• Requirements:
1 - In the text on vulnerability scanner reports, how many times do scanners usually repeat the same credentials when testing for brute force weakness?
2 - Write the next part of the text on vulnerability scanner reports, picking up after its last sentence.
====== Supplied text
All reports (remember, ALL reports) contain false positives. Even if a vendor of the vulnerability scanner tells that their product doesn’t produce false positives, it is not exactly correct. Indeed vulnerability may be on the web site, but the severity should be always questioned. All the web sites are different depending on the business requirement and no security product has a signature database that fits them all. Some common false positives are listed below:
- Outdated software. Most vulnerability scanners determine a software version based on a banner it presents. For example, when you connect to the Apache web server, headers or error messages usually tell you which version of software is used. Can you trust this information? No. Administrators can easily change a version number to trick the potential attackers. They can increase the version number to make an impression that they are running the latest version of the software. Or they may even want to decrease the version to create a honeypot, so that hackers spend their time attacking less valuable asset. Sometimes updates don’t increase the version number: for example, if you are running Apache on Red Hat, security patches won’t affect the version.
- Brute force attacks. It is very usual to see the vulnerability scanners reporting that a web application is vulnerable to brute force attack. How do they check it? They try the same credentials several times, usually five or ten times, and analyse the reaction to this activity. They expect that the web application will present an error after ten times saying that the account is locked and a user should contact the support department or use the password forget link. But what if the web application doesn’t display an error but still blocks an account? This case is very difficult to handle and should be verified manually by the security analyst. The verification is very straight forward: just try to login to the account after ten unsuccessful login attempts. If you can login in, then you have an issue. If not, mark the issue as a false positive.
- Changed admin credentials or paths. One of the best practices is to assign the “administrator” account to Guest usergroup and rename the real admin account to something not obvious, for example “John”. This may trick the hackers to spend valuable time to try to brute force the password for low privileged account. Unfortunately, this may trick the vulnerability scanners as well. So make sure you understand the environment and double check all the issues before you escalate the issues to the senior management.
How can you find false negatives in the report? The simple answer: you can’t. False negatives are the vulnerabilities which were not discovered by the scanner, but present on the real site. The security analyst should be aware when false negatives can happen and make sure they are discovered by manual testing.
- Out-of-Band Authentication. In order to improve the security, many companies implement two factor authentication or user registrations with out-of-band communications. This includes sending SMS to a customer mobile phone, calling a customer, sending emails or using a Mobile application to login. The tester should manually review the login process and see if there are potential security issues. Is the new password sent to the user in clear text? Is the SMS code predictable, for example incremental? Is it possible to hijack a customer account if a hacker has physical access to the phone? Create use or business cases and try to understand the end-to-end data flow to perform a comprehensive risks assessment.
- Business login flaws. For a complex application, which gathers data from different sources and have multiple user profiles and products, each business transaction should be analysed for potential issues. The vulnerability scanners can tell if input fields don’t filter the malicious code, but they can’t tell you whether your business process is well designed or not. Do you remember the recent vulnerability in Skype? Hackers could hijack users account by simply contacting the support department! The user validation was based on telling five contact details from the list, email that was used during the registration and a full name. All these details can be easily obtained or discovered, so a large number of accounts were compromised. Definitely a business process flaw.
============
====== Supplied records
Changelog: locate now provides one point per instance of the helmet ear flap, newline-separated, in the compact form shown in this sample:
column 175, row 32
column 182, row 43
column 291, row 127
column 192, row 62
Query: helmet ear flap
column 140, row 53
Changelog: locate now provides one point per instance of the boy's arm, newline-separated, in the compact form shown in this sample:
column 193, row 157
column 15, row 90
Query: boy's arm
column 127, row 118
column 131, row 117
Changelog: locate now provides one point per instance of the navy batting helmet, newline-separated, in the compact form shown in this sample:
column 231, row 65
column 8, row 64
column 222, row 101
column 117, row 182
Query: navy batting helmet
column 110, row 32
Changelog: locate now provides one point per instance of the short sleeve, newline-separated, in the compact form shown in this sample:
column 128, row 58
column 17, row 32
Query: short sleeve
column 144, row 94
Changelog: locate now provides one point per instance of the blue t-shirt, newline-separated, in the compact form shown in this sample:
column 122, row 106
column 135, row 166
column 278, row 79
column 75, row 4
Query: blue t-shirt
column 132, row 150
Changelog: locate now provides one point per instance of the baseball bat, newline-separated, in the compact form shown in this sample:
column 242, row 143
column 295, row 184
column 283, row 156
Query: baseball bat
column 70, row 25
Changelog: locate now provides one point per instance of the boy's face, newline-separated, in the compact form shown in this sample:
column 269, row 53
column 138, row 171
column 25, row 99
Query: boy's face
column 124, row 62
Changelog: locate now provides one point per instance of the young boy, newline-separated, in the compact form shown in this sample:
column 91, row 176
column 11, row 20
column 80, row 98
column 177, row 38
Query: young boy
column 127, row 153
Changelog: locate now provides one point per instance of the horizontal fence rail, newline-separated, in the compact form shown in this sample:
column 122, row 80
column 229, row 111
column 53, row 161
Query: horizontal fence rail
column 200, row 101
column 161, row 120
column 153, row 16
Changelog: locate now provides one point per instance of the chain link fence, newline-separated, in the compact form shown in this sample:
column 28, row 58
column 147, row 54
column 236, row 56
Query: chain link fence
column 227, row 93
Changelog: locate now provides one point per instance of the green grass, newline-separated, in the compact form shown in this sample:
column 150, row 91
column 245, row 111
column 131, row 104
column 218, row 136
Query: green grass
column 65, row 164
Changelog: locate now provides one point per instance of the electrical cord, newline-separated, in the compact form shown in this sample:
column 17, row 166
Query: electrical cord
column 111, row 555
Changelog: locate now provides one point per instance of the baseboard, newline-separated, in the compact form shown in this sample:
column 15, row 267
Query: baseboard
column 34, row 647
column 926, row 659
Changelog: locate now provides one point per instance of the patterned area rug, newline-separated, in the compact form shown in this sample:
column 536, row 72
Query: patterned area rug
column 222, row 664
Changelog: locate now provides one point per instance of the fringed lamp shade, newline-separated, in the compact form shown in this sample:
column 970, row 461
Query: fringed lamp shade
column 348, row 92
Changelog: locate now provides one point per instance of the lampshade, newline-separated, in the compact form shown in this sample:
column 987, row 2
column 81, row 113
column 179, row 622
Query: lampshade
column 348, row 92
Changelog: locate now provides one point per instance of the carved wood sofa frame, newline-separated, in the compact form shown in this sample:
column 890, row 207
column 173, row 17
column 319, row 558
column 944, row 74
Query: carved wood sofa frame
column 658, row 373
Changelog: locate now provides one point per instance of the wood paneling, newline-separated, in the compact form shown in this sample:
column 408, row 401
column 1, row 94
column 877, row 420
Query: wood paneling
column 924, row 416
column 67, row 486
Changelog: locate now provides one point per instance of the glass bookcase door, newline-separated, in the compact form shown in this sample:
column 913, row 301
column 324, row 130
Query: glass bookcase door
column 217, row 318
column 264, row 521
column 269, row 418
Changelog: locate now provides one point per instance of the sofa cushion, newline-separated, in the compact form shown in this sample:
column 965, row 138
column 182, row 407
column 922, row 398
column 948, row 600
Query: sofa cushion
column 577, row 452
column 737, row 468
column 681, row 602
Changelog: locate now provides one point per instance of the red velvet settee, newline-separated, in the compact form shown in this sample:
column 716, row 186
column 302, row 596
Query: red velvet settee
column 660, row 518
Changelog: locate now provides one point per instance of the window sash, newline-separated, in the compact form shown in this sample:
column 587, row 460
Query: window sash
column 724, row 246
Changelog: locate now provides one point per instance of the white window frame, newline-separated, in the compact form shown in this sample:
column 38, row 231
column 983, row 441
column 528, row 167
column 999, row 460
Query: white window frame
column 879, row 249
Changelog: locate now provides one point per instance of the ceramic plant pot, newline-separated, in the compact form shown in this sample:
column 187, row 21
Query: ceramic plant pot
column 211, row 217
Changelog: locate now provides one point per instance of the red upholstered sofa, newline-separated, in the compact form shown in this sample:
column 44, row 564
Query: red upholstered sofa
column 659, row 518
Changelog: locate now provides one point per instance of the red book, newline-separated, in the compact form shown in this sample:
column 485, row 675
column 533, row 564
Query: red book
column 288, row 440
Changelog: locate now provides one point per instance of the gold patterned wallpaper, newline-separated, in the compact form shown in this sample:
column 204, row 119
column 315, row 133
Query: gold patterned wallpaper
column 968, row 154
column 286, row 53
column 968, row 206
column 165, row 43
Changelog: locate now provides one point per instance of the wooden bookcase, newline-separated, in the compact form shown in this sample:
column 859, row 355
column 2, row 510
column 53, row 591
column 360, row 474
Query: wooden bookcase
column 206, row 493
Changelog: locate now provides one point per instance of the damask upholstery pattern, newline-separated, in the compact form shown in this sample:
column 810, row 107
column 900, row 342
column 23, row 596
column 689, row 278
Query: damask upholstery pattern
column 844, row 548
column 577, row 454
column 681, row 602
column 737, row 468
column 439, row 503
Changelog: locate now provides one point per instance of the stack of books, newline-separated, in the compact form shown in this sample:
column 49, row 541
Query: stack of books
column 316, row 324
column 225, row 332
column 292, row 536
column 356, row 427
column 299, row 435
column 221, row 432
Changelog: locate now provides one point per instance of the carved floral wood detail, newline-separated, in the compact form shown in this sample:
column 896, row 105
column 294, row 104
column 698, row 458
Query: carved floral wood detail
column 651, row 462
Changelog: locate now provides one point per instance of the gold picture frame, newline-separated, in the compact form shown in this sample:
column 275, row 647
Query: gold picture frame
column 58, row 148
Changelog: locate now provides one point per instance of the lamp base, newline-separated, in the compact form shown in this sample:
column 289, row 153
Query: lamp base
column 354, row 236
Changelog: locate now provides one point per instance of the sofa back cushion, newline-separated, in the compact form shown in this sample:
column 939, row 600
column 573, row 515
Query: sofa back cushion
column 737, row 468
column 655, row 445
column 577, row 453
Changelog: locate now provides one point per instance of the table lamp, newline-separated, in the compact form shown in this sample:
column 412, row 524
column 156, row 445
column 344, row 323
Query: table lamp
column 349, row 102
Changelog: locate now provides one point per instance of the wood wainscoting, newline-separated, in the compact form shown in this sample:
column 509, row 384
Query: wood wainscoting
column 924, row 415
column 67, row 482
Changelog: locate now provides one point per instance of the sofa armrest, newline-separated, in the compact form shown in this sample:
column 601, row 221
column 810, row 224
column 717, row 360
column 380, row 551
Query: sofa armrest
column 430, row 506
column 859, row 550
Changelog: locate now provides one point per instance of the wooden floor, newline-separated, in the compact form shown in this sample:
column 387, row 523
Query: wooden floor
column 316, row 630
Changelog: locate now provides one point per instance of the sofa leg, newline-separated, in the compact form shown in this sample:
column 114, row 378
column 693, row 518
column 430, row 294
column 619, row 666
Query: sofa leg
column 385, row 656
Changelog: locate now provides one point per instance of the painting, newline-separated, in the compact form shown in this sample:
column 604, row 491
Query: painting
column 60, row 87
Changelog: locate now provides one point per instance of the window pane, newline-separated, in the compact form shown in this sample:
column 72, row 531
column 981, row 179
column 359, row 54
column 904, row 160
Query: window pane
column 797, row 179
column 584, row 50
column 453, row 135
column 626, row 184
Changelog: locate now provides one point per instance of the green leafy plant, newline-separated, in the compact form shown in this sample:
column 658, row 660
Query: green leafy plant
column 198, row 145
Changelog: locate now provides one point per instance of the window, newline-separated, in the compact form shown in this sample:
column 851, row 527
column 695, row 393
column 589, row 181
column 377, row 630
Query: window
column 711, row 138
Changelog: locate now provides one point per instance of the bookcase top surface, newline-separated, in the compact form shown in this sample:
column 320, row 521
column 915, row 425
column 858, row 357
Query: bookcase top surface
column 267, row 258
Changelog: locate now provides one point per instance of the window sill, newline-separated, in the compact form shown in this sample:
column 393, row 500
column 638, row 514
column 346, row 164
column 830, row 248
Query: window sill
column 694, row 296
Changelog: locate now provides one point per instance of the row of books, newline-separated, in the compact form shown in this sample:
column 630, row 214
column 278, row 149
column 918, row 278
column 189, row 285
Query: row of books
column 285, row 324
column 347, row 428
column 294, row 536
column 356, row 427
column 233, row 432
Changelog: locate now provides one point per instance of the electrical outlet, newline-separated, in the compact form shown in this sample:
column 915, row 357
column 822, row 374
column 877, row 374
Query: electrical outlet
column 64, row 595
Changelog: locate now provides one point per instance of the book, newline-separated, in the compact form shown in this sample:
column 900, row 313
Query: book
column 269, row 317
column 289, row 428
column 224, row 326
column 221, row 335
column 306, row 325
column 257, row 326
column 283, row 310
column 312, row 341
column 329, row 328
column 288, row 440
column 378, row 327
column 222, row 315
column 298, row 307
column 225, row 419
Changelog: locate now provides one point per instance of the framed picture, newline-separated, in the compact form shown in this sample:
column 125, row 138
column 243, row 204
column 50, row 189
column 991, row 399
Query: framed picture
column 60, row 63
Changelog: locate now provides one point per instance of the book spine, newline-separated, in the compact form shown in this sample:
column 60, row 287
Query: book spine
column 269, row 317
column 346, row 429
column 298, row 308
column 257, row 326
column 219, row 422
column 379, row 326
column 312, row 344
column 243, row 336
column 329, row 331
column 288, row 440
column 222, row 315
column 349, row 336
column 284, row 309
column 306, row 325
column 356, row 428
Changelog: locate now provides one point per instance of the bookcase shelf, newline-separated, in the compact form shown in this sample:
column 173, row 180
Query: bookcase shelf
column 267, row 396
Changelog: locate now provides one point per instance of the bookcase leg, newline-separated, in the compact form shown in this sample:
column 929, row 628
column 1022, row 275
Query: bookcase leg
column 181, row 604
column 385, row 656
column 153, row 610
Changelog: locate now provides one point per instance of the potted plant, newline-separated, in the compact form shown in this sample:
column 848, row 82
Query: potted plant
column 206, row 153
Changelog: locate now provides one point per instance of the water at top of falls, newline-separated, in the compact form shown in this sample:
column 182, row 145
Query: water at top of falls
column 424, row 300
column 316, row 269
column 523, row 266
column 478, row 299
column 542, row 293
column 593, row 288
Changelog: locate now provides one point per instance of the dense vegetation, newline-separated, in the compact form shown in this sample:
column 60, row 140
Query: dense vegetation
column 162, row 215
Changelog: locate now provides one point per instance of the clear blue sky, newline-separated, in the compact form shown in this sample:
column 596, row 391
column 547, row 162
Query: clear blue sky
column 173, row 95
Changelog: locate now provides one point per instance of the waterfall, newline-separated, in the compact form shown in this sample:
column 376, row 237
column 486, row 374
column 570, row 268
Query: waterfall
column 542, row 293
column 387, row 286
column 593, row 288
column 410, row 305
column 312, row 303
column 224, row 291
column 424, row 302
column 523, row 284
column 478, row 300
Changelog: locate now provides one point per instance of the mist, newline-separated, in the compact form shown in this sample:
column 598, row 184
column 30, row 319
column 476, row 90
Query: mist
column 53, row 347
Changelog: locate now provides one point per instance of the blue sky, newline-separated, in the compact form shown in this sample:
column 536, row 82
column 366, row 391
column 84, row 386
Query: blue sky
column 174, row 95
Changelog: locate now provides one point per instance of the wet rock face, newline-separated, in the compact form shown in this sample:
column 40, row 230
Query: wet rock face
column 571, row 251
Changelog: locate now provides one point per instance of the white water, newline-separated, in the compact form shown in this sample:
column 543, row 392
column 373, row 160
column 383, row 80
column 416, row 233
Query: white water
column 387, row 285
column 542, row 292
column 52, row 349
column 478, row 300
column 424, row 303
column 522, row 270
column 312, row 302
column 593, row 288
============
• Results of the tasks:
1 - Usually five or ten times.

2 -
- Restricted pages and lack of privileges. A typical marketing web site has in average two or three privilege levels (user level and admin), but a banking application may have more than a hundred different roles and hundreds of different privileges. In order to perform the comprehensive vulnerability assessment, you need to create N*M size matrix, where N is a number of privileges, M is a number of functions and test all input parameters using different credentials. Vulnerability scanners can do a good job for small applications; however, complex web portals require a lot of manual configuration from the security analyst.
Follow up on the findings
So now you have vulnerability reports produced by a scanner and you have eliminated all false positives and negatives. What is the next step?
- Categorise findings. Depending on your company’s risk appetite and risk management matrix, you need to assign the appropriate risk level to the issues. I recommend you work closely with the risks management department (if you have one) or someone from the senior management to understand the real impact on your organisation. Popular risk matrixes are 5x5 and 3x3, but you can find organisations using 3x5, 5x7, 5x3 and others. The simpler the matrix the better, however, it needs to have enough flexibility to categorise the risks.
- Send the technical finding to the IT team. Work closely with the network admins, web developers and system administrators to resolve the issues. Share the recommendations provided by the vulnerability scanner (make sure you understand them first) and be prepared to clarify them or answer additional questions. The technical teams will try to avoid making any changes on the production systems as it might break the existing functionality. If the changes are necessary or affect a large number and system downtime is required, make sure you implement them on the test or developer system first, validate that the issue is fixed and then implement the changes in production environment.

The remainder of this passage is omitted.